YOUR OBJECTIVE:
Return verbatim the lines in the listing below, from the line with "point: the balcony railing, center" up to and including the last line of the listing.

** Begin DATA RECORDS **

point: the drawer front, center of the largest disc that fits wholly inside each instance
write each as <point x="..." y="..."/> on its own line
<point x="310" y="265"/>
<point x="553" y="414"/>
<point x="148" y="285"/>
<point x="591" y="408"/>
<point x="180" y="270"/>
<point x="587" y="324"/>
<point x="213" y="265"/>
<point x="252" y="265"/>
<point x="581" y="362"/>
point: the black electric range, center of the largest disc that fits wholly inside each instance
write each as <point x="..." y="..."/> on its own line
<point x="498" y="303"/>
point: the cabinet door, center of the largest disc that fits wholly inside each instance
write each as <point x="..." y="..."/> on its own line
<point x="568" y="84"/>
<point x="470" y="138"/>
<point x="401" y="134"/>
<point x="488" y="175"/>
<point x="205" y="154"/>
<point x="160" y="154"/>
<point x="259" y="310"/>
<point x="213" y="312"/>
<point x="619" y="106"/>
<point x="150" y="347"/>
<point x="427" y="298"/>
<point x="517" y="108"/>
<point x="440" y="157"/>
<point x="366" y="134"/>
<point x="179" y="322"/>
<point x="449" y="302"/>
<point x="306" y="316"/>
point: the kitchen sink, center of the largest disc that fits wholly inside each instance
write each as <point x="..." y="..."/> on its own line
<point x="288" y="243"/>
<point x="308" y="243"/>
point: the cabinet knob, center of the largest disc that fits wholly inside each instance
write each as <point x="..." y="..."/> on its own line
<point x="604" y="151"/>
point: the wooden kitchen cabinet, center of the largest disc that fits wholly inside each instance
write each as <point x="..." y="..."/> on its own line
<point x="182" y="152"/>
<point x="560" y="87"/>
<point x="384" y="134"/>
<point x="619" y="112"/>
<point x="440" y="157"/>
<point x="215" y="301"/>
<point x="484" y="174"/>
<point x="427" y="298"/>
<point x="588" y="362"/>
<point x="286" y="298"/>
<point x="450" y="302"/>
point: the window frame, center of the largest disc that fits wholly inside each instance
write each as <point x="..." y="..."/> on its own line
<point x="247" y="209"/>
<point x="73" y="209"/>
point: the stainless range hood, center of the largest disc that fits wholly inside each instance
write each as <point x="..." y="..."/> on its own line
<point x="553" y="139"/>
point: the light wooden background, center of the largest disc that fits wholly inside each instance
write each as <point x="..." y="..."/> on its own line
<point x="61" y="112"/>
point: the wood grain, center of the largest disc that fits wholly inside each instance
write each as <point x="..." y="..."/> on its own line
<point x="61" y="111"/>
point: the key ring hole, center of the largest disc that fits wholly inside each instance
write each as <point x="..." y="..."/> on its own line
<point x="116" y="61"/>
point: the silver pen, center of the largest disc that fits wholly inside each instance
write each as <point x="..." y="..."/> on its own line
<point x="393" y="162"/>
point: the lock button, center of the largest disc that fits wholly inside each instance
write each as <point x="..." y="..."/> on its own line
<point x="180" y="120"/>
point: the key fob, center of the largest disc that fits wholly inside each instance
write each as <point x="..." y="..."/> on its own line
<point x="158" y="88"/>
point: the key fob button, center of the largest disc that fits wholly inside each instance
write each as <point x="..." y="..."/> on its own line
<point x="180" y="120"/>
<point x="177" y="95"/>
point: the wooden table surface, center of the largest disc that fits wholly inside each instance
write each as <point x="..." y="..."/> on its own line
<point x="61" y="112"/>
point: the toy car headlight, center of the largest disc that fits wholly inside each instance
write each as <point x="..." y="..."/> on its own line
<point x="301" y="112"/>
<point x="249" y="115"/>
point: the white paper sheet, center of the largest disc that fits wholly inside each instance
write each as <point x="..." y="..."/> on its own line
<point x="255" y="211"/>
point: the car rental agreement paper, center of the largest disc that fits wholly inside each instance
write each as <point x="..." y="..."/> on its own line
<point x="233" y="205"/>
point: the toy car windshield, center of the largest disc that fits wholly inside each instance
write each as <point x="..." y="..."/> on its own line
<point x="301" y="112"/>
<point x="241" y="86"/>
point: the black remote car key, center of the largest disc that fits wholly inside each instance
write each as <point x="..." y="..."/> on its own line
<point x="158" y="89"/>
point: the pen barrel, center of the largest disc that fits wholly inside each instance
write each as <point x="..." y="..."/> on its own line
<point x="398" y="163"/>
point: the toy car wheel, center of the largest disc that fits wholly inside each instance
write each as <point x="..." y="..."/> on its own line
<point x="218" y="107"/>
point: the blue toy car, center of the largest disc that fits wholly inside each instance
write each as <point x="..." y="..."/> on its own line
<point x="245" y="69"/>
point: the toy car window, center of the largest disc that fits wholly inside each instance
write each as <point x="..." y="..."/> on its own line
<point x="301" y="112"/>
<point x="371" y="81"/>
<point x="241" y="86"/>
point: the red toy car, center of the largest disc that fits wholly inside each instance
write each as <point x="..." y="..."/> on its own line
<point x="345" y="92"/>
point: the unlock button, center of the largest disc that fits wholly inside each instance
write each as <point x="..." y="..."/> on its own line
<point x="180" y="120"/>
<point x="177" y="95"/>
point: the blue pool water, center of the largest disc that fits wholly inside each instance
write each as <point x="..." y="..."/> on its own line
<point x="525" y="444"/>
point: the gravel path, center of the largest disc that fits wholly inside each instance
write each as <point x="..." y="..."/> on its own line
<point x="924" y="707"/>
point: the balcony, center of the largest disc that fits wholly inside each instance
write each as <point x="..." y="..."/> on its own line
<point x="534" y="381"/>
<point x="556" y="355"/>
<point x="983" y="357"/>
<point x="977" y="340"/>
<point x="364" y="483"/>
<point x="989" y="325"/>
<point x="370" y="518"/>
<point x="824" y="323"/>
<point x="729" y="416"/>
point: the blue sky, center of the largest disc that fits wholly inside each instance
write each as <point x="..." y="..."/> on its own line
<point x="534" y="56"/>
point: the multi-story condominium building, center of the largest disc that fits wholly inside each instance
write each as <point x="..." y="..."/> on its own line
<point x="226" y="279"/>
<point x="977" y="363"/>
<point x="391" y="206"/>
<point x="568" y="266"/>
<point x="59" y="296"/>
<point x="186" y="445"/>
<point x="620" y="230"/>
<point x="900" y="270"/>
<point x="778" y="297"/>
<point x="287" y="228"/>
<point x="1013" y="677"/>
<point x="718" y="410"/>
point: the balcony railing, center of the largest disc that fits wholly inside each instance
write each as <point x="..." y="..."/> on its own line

** End DATA RECORDS **

CORRECT RESPONSE:
point: the balcony railing, center of the largest disc that fits wholly inside each instance
write each as <point x="..." y="..."/> on its own line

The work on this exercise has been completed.